-- QUOTED TEXT --
^^^^
The new mechanism can be realized by establishment of a specific European investment arbitration centre under the auspices of the CJEU which will consider the EU law together with international investment law while hearing an ECT dispute between an investor based in an EU Member State and another EU Member State. On the other hand, another option may be inserting a specific provision into Article 26 of the ECT which specifically prescribes that in cases where both the investor’s home state and the host state are EU Member States, the arbitral tribunal shall be under the obligation to primarily consider the EU law in terms of protection investments. These possible amendments may mitigate the concerns of the CJEU mentioned in its Komstroy Judgement as it will prevent the arbitral tribunals from dispensing from the judicial system of the EU and the full effectiveness of that law can be guaranteed.
2. The Criticism on the Legal Protections for Fossil Fuel Investments Under the ECT
Safeguarding fossil fuel investments is by far the most repeated criticism against the ECT. While the threat of ECT claims against Italy over renewable energy was counted among the most influential reasons for its decision to exit, a majority of European states now appear to be complaining about the exact opposite.
The main reason why the modernised ECT fell short of expectations is its failure to exclude fossil fuel investments of big oil, gas, and coal companies from the scope of protection. While the ECT covers carbon-intensive energy activities, when one dives deeper down to the premises of this criticism, shortcomings and contradictions of this argument also show up. The ECT is neutral in protecting all energy investments, including fossil fuels, renewables, and nuclear, as Dr Urban Rusnák pointed out during his term as the Secretary General of the Energy Charter Secretariat, and the modernised version preserves this neutrality. The modernised ECT does not rule out fossil fuel activities but introduces provisions which enable the signatory states to omit certain energy activities from its scope. In other words, had the modernised ECT been adopted, the Contracting Parties would be able to identify fossil fuel investments of their choice as not being “economic activity in the energy sector” for the purposes of Part III of the Treaty and the protection of existing fossil fuel investments would be limited to a period of approximately 10 years, rather than the current sunset clause’s 20 years.
^^^^
-- ENTRIES PROVIDED --
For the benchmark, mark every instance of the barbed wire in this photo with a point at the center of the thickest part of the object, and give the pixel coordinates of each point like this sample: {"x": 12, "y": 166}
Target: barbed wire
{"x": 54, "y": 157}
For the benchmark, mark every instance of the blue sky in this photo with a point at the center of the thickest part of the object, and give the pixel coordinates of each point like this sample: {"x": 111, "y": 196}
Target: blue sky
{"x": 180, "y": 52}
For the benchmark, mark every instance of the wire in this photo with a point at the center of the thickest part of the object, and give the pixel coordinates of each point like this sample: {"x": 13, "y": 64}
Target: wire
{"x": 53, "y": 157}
^^^^
-- STATED GOAL 1 --
Retype the part of the Energy Charter Treaty text that opens with the words containing "2. The Criticism" and closes with "the exact opposite.".
-- STATED GOAL 2 --
According to the Energy Charter Treaty text, how long would protection of existing fossil fuel investments last had the modernised treaty been adopted?
The records aren't needed for any of this work.

-- CORRECT ANSWER 1 --
2. The Criticism on the Legal Protections for Fossil Fuel Investments Under the ECT
Safeguarding fossil fuel investments is by far the most repeated criticism against the ECT. While the threat of ECT claims against Italy over renewable energy was counted among the most influential reasons for its decision to exit, a majority of European states now appear to be complaining about the exact opposite.

-- CORRECT ANSWER 2 --
Approximately 10 years, rather than the current sunset clause's 20 years.